[Natural-language object grounding data]
####
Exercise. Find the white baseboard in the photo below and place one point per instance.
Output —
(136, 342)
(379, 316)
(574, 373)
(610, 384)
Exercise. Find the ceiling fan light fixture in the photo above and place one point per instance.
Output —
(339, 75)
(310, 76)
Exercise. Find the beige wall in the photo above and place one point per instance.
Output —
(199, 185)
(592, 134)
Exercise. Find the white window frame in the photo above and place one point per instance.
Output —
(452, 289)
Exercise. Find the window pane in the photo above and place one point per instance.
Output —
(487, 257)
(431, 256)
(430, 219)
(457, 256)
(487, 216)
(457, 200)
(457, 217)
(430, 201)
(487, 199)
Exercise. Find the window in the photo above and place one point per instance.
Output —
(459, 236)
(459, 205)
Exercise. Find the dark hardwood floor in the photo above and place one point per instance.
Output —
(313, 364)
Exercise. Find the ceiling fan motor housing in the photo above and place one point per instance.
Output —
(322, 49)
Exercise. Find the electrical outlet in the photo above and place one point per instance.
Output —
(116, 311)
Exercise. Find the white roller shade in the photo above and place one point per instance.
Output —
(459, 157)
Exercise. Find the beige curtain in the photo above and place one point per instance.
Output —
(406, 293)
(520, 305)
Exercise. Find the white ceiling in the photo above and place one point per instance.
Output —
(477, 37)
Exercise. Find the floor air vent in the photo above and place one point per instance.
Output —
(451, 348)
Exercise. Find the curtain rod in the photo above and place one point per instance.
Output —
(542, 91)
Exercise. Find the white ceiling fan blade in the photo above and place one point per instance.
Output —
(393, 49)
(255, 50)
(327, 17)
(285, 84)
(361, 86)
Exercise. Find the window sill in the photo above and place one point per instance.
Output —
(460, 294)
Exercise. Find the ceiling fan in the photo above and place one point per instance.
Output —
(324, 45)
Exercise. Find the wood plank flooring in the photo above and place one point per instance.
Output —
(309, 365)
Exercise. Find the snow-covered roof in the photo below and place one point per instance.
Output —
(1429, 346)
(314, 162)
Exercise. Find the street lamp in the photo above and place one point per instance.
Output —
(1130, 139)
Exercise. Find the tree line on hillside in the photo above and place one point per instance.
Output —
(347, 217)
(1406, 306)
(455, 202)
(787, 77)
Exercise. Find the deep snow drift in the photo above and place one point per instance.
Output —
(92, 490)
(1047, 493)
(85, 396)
####
If a line above holds the word "white", copy it.

Exercise. Find the white baseboard in the photo below and place one point per instance.
Exercise. Find the white window frame in the photo above and place one point per instance.
Exercise. Find the white roller shade in the photo above and place one point per instance.
Exercise. Find the white ceiling in the photo above and place one point per instance.
Exercise. Find the white ceiling fan blade in the photo above and place one point per instance.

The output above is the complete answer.